• Exercise brief: Output the records from the line containing "For every instance of the cloud" through the end of the records, both ends included, as a Markdown table with columns Row and Line. Give each line its row number and omit blank lines.

— Start Data supplied —

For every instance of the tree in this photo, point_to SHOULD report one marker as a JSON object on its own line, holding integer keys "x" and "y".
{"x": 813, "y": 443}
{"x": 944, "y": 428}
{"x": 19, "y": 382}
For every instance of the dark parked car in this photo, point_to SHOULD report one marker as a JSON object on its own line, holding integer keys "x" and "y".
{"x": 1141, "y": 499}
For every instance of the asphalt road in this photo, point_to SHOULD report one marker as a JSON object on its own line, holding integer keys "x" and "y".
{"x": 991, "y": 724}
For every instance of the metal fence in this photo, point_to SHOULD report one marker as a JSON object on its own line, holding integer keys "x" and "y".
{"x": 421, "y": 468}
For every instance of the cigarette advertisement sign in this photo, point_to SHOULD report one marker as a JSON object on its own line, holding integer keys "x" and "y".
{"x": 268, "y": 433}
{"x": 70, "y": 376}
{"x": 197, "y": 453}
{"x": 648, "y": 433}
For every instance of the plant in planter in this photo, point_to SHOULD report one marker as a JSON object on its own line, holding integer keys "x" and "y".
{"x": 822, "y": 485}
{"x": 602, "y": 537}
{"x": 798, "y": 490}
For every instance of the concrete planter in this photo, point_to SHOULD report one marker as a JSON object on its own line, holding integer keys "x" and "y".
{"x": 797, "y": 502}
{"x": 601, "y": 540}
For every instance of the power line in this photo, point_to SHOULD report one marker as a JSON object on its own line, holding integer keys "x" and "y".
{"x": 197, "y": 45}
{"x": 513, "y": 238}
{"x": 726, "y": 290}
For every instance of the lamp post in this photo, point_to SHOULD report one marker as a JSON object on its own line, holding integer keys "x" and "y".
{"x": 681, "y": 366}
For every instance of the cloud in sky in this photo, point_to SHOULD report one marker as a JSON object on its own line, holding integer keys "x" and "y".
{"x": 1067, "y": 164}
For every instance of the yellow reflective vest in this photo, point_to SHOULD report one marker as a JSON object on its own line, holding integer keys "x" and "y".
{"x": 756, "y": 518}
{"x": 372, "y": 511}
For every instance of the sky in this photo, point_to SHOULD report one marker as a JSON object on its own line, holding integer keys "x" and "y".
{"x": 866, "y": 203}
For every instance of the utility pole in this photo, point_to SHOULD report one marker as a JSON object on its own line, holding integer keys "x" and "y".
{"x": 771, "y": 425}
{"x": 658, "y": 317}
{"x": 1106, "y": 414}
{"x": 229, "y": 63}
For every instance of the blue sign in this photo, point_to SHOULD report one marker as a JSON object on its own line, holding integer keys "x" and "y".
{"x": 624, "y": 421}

— End Data supplied —

• Task answer:
| Row | Line |
|---|---|
| 1 | For every instance of the cloud in sky in this photo, point_to SHOULD report one marker as a JSON object on its own line, holding integer keys "x" and "y". |
| 2 | {"x": 1067, "y": 164} |
| 3 | For every instance of the yellow reflective vest in this photo, point_to SHOULD report one marker as a JSON object on its own line, holding integer keys "x" and "y". |
| 4 | {"x": 756, "y": 518} |
| 5 | {"x": 372, "y": 511} |
| 6 | For every instance of the sky in this photo, point_to SHOULD report one marker as a JSON object on its own line, holding integer keys "x" and "y". |
| 7 | {"x": 866, "y": 203} |
| 8 | For every instance of the utility pole in this photo, point_to SHOULD report one marker as a JSON object on its own line, holding integer keys "x" and "y". |
| 9 | {"x": 771, "y": 425} |
| 10 | {"x": 658, "y": 317} |
| 11 | {"x": 1106, "y": 414} |
| 12 | {"x": 229, "y": 63} |
| 13 | For every instance of the blue sign in this photo, point_to SHOULD report one marker as a JSON object on its own line, holding integer keys "x" and "y". |
| 14 | {"x": 624, "y": 421} |